▶ **Testo fornito**:
◇ ◇ ◇ ◇
Ha continuato a stare in zona ma sembrava un individuo fortemente sensibile alle fototrappole, o almeno così ho stimato. E’ d’altronde stanziale e conosce nei minimi dettagli la sua casa. Limitando al massimo la mia presenza, mimetizzando meglio la fototrappola e cercando di stare sempre alle spalle ed in alto ho alla fine ottenuto una ripresa di pochi secondi che ha significato molto, come mia prima esperienza su un individuo di questa specie.

E quello che ti ha dato più soddisfazioni?

Spero sempre il prossimo! Sicuramente moltissimi, ma più che i video in sé direi i percorsi fatti per giungervi e l’aver sensibilmente approfondito la conoscenza di territori amati.

Raccontaci delle storie o spiegaci dei video che hai fatto e che trovi interessante!

Nell’ultimo anno è successo che trovassi più carcasse di individui di varie specie del solito.

Osservare, sia in fototrappola che dal vivo, il rapporto degli altri selvatici, conspecifici e non, con “la morte” mi ha fatto riflettere, emozionare.
◇ ◇ ◇ ◇
▶ **Dati di partenza**:
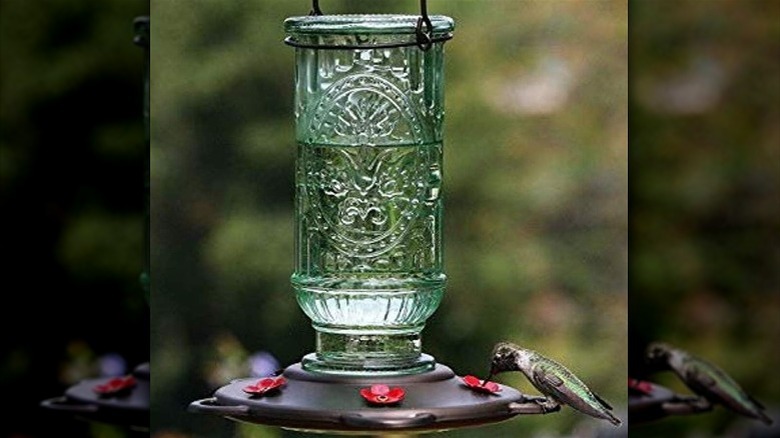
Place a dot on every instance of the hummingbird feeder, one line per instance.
◇ ◇ ◇ ◇
▶ **Esercizi da svolgere**:
[A] Rispondi a queste domande sull'intervista sulle fototrappole:
(i) Come viene giudicato l'individuo rispetto alle fototrappole?
(ii) Quanto è durata la ripresa ottenuta alla fine?
(iii) Che cosa è capitato di trovare più del solito nell'ultimo anno?
[B] Riporta dall'intervista sulle fototrappole il passo che va da "Spero sempre il" fino a "che trovi interessante!" compreso.
[C] Prosegui l'intervista sulle fototrappole dal punto in cui si interrompe, per favore.
Le righe non sono necessarie per svolgere l'esercizio.

▶ **Soluzioni dell'esercizio**:
[A]
(i) Un individuo fortemente sensibile alle fototrappole.
(ii) Pochi secondi.
(iii) Più carcasse di individui di varie specie.

[B]
Spero sempre il prossimo! Sicuramente moltissimi, ma più che i video in sé direi i percorsi fatti per giungervi e l’aver sensibilmente approfondito la conoscenza di territori amati.

Raccontaci delle storie o spiegaci dei video che hai fatto e che trovi interessante!

[C]
Dalla coppia di volpi che trova un individuo morto vicino alla propria tana, cosa che li porta a stare, nervosamente, attorno senza che si avvicinino del tutto, per 24 ore filate, agli scoiattoli che giocano sul dorso di una femmina di cinghiale morta una settimana prima.

Beh.. poi i tassi, i tassi sanno sempre come essere divertentissimi, anche in queste situazioni!

Come hai visto cambiare la montagna in questi anni?

Domanda enorme per un naturalista, abituato a vedere e cercare legami tra ogni componente dello scibile! Scherzi a parte…

E’ secondo me una questione delicatissima che va a toccare tanti aspetti della nostra civiltà, cultura e futuro. In un paese come il nostro probabilmente più che in altri.

Le mie preoccupazioni e fonti di speranza sono molte; in entrambi i casi più che il “come cambia la montagna” riguardano il cambiamento della possibilità per l’uomo di vivere, sentire e continuare ad imparare e trarre ispirazione da un ambiente naturale in un certo modo.

Più che la Montagna (con i suoi abitanti) in sé, ché il suo equilibrio, per quanto “stressato” di questi tempi, lo trova e continuerà a farlo.

Vedo tante dinamiche perlomeno discutibili, a livello di approccio, di gestione e di eventuale mantenimento di un certo tipo di equilibrio; vedo anche tanta mancanza di consapevolezza e scarsa conoscenza, a livello culturale, scientifico così come sportivo/diversivo.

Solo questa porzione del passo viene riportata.